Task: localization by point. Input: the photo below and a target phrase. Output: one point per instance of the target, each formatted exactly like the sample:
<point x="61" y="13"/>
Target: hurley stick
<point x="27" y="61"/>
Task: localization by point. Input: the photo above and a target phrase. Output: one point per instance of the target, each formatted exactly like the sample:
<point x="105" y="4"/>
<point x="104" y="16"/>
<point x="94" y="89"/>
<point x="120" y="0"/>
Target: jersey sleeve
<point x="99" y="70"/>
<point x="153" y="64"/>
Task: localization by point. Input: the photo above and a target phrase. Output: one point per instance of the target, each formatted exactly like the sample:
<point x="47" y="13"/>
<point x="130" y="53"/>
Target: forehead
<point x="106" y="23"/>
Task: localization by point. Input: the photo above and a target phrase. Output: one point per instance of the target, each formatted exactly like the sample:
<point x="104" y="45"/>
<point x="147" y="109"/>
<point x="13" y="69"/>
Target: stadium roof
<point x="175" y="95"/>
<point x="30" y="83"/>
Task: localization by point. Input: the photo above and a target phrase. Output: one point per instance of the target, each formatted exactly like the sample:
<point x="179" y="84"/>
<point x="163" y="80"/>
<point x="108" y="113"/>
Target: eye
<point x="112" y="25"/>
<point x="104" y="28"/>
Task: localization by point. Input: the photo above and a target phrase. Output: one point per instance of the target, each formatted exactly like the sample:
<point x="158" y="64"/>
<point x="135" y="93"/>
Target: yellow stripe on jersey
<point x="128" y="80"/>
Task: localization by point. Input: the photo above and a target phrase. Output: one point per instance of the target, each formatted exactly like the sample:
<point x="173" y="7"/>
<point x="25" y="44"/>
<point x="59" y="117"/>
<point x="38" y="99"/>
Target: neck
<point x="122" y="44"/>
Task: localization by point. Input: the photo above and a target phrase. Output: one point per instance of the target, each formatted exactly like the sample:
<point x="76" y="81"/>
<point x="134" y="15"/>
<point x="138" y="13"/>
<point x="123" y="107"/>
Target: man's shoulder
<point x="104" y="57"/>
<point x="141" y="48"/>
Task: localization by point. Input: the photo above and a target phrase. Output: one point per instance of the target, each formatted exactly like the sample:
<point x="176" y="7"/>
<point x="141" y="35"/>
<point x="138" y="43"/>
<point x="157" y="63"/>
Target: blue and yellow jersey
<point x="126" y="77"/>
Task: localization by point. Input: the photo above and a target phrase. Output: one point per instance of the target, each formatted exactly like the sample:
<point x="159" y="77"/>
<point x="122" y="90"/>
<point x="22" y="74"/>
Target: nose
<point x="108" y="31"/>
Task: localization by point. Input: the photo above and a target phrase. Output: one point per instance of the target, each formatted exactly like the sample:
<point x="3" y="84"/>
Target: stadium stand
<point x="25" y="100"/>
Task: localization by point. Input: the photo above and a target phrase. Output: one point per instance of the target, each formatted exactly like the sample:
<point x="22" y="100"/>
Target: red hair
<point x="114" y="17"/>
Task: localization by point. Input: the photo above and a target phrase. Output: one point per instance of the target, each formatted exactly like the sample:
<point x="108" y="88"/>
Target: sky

> [Short task]
Copy out all of the records shown above exactly.

> [Exercise result]
Task: localization by point. Input: the photo below and a target phrase. Output: one point per instance of the target, each formatted exactly like the sample:
<point x="61" y="13"/>
Target: hurley stick
<point x="27" y="61"/>
Task: localization by point. Input: the photo above and a target phrase. Output: one point per instance of the target, each formatted exactly like the sample:
<point x="105" y="4"/>
<point x="104" y="16"/>
<point x="94" y="89"/>
<point x="120" y="0"/>
Target: jersey sleeve
<point x="99" y="70"/>
<point x="153" y="64"/>
Task: localization by point. Input: the photo above and a target phrase. Output: one point per instance of the target, each formatted exactly like the sample:
<point x="47" y="13"/>
<point x="130" y="53"/>
Target: forehead
<point x="106" y="23"/>
Task: localization by point. Input: the photo above and a target phrase. Output: one point per instance of the target, each formatted exactly like the sample:
<point x="104" y="45"/>
<point x="147" y="109"/>
<point x="13" y="69"/>
Target: stadium roof
<point x="175" y="95"/>
<point x="30" y="83"/>
Task: localization by point. Input: the photo above and a target phrase. Output: one point per instance of the target, each formatted exactly like the sample:
<point x="179" y="84"/>
<point x="163" y="80"/>
<point x="108" y="113"/>
Target: eye
<point x="112" y="25"/>
<point x="104" y="28"/>
Task: localization by point. Input: the photo above and a target phrase. Output: one point per instance of the target, each formatted exactly like the sample:
<point x="158" y="64"/>
<point x="135" y="93"/>
Target: yellow stripe on jersey
<point x="128" y="80"/>
Task: localization by point. Input: the photo above and a target phrase. Output: one point per instance of the target, each formatted exactly like the sample:
<point x="173" y="7"/>
<point x="25" y="44"/>
<point x="59" y="117"/>
<point x="38" y="99"/>
Target: neck
<point x="122" y="44"/>
Task: localization by point. Input: the photo above and a target phrase. Output: one point per instance of the target, each formatted exactly like the sample:
<point x="76" y="81"/>
<point x="134" y="15"/>
<point x="138" y="13"/>
<point x="123" y="107"/>
Target: man's shoulder
<point x="104" y="57"/>
<point x="141" y="48"/>
Task: localization by point. Input: the photo above and a target phrase. Output: one point per instance of the target, each formatted exactly like the sample:
<point x="176" y="7"/>
<point x="141" y="35"/>
<point x="138" y="43"/>
<point x="157" y="63"/>
Target: blue and yellow jersey
<point x="126" y="77"/>
Task: localization by point. Input: the photo above and a target phrase. Output: one point per instance of the target, each formatted exactly like the sample:
<point x="159" y="77"/>
<point x="122" y="90"/>
<point x="22" y="74"/>
Target: nose
<point x="108" y="31"/>
Task: localization by point. Input: the photo above and a target phrase. Output: one point per instance of the target, each formatted exactly like the sample:
<point x="3" y="84"/>
Target: stadium stand
<point x="25" y="100"/>
Task: localization by point. Input: the photo above and a target phrase. Output: one point per instance of the target, each formatted exactly like the sample:
<point x="22" y="100"/>
Target: red hair
<point x="114" y="17"/>
Task: localization by point. Input: the photo above and a target phrase. Output: one point per instance of the target, each formatted exactly like the sample:
<point x="108" y="88"/>
Target: sky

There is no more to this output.